(Collected data)
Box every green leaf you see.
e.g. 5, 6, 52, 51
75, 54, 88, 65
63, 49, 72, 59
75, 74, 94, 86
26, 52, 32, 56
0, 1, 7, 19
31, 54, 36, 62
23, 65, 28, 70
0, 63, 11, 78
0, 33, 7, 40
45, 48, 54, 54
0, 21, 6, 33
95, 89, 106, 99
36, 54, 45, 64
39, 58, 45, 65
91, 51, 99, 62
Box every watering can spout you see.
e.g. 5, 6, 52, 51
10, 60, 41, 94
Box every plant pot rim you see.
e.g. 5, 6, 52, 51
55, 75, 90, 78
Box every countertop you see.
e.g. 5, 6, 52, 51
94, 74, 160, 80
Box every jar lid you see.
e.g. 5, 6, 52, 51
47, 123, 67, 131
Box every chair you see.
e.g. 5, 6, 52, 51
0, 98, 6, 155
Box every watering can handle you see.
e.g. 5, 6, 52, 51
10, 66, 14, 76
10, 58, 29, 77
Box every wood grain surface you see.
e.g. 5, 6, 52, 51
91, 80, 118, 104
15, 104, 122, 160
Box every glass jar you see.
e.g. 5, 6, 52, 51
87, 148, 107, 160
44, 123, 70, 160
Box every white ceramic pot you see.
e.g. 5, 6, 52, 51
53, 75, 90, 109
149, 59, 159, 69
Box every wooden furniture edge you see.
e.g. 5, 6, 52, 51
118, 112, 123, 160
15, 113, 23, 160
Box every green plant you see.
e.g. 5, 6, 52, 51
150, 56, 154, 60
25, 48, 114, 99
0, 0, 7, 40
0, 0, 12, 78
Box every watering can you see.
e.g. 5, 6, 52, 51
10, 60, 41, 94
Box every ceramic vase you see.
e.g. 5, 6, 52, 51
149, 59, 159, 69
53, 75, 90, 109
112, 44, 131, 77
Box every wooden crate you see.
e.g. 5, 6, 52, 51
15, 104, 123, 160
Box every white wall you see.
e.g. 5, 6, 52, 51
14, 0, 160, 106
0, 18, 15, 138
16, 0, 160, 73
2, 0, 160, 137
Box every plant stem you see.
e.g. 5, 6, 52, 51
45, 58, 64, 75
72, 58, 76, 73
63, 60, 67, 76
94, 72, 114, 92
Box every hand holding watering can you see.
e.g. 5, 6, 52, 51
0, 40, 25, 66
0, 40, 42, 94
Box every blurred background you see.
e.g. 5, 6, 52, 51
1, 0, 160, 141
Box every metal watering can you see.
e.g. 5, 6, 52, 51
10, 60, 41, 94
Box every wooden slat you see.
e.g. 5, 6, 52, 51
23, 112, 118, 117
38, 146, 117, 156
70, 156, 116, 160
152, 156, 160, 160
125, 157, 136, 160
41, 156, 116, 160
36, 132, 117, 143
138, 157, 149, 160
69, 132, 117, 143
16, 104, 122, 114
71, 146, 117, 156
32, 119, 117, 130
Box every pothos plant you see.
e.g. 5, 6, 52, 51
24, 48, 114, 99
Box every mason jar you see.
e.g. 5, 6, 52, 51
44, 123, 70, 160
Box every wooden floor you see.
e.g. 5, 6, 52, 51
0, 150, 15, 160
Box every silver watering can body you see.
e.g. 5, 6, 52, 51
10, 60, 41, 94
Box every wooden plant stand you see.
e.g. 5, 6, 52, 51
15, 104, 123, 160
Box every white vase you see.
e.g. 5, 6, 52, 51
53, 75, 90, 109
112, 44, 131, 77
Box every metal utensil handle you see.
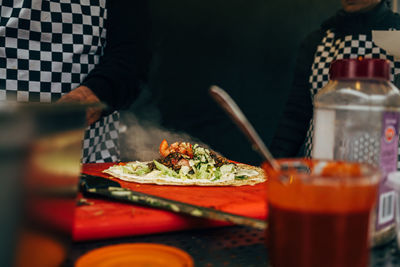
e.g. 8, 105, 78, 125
91, 187, 267, 230
209, 85, 280, 171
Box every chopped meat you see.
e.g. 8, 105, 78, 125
148, 143, 232, 172
209, 151, 231, 167
147, 161, 156, 171
149, 152, 189, 171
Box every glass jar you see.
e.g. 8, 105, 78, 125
312, 58, 400, 246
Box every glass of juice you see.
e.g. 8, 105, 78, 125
263, 159, 380, 267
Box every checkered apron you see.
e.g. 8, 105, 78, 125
0, 0, 120, 163
304, 29, 400, 168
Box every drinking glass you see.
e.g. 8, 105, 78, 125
263, 159, 380, 267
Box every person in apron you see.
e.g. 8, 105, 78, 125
269, 0, 400, 162
0, 0, 142, 163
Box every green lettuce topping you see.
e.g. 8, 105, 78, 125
118, 144, 252, 181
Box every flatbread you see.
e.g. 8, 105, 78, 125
103, 162, 265, 186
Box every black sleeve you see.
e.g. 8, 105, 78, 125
82, 0, 150, 111
269, 30, 323, 158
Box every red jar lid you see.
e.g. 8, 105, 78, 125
329, 58, 390, 80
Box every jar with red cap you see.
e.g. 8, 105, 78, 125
312, 58, 400, 246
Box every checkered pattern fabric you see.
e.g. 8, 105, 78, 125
0, 0, 120, 163
82, 111, 120, 163
305, 30, 400, 162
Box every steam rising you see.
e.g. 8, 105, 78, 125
119, 112, 209, 161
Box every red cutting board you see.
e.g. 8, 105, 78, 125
73, 163, 268, 241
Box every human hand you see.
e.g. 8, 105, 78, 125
57, 86, 103, 125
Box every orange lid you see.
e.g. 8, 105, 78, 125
75, 243, 194, 267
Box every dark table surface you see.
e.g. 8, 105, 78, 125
64, 226, 400, 267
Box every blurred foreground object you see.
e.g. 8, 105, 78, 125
264, 159, 380, 267
312, 58, 400, 246
0, 103, 32, 267
0, 103, 87, 267
75, 243, 194, 267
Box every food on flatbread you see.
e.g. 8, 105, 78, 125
103, 140, 265, 186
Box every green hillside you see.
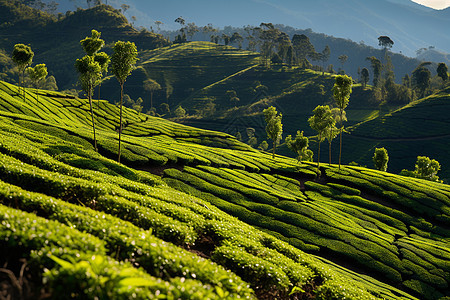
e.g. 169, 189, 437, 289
0, 81, 449, 299
345, 87, 450, 181
0, 1, 169, 89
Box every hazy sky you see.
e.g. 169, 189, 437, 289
412, 0, 450, 9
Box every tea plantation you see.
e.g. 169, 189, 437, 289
0, 80, 448, 299
345, 86, 450, 181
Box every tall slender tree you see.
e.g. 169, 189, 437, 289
93, 51, 110, 108
366, 56, 382, 86
27, 63, 47, 103
338, 54, 348, 73
111, 41, 138, 163
76, 29, 108, 152
143, 78, 161, 110
75, 56, 102, 151
12, 44, 34, 99
437, 63, 448, 83
308, 105, 334, 169
332, 75, 353, 170
361, 67, 370, 88
263, 106, 283, 159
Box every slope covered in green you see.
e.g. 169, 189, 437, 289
345, 87, 450, 181
0, 81, 448, 299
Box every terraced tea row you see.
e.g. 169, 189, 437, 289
163, 164, 450, 299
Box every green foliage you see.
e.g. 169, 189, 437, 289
258, 140, 268, 151
400, 156, 441, 182
174, 105, 186, 118
111, 41, 138, 85
412, 64, 431, 97
332, 74, 352, 168
309, 105, 334, 167
11, 43, 34, 98
263, 106, 283, 159
437, 63, 448, 82
75, 55, 102, 92
366, 56, 382, 86
111, 40, 138, 162
285, 130, 312, 162
361, 67, 369, 88
11, 43, 34, 72
373, 147, 389, 171
80, 29, 104, 56
27, 63, 47, 103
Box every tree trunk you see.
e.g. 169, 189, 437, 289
317, 138, 321, 169
338, 109, 344, 170
22, 69, 26, 100
88, 85, 98, 152
272, 141, 276, 159
150, 91, 153, 110
118, 82, 124, 163
97, 82, 101, 109
329, 140, 332, 166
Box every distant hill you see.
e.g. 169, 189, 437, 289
417, 48, 450, 64
0, 0, 169, 89
57, 0, 450, 58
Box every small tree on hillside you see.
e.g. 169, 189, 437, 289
437, 62, 448, 83
414, 156, 441, 182
361, 67, 369, 88
373, 147, 389, 171
309, 105, 334, 169
12, 44, 34, 99
111, 41, 138, 163
143, 78, 161, 110
400, 156, 441, 182
412, 63, 431, 98
378, 36, 394, 53
263, 106, 283, 159
258, 141, 268, 151
338, 54, 348, 73
285, 131, 313, 162
366, 56, 382, 86
332, 75, 353, 170
27, 63, 47, 103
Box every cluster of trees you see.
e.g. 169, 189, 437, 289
308, 75, 352, 169
360, 36, 449, 105
372, 147, 441, 182
260, 75, 352, 170
73, 29, 138, 162
11, 43, 48, 102
172, 20, 332, 70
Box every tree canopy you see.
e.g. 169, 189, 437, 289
111, 40, 138, 163
27, 63, 47, 103
309, 105, 334, 169
437, 63, 448, 82
285, 131, 312, 162
378, 36, 394, 50
332, 75, 353, 169
373, 147, 389, 171
263, 106, 283, 159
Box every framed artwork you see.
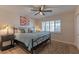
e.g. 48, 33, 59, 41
20, 16, 29, 26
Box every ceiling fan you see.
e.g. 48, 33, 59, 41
31, 5, 52, 15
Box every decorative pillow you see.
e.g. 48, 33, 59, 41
19, 29, 26, 33
24, 28, 28, 33
28, 28, 33, 33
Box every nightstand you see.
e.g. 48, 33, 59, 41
0, 35, 15, 51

To do: Exactly the lines running from the top of the records to the line that contains "Box every jar lid you see.", inclusive, must be set down, and nothing more.

Result:
Box every green leaf you see.
e.g. 5, 6, 52, 51
75, 54, 88, 65
63, 49, 72, 59
75, 74, 94, 86
26, 52, 32, 56
0, 1, 7, 19
31, 54, 36, 62
23, 65, 28, 70
0, 63, 11, 78
0, 33, 7, 40
45, 48, 54, 54
0, 21, 6, 33
95, 89, 106, 99
36, 54, 45, 64
39, 58, 45, 65
91, 51, 99, 62
Box every watering can spout you see.
e.g. 5, 6, 52, 51
10, 60, 41, 94
Box every plant pot rim you see.
e.g. 5, 6, 52, 51
55, 75, 90, 78
Box every countertop you see.
e.g. 5, 6, 52, 51
94, 74, 160, 80
Box every jar lid you see.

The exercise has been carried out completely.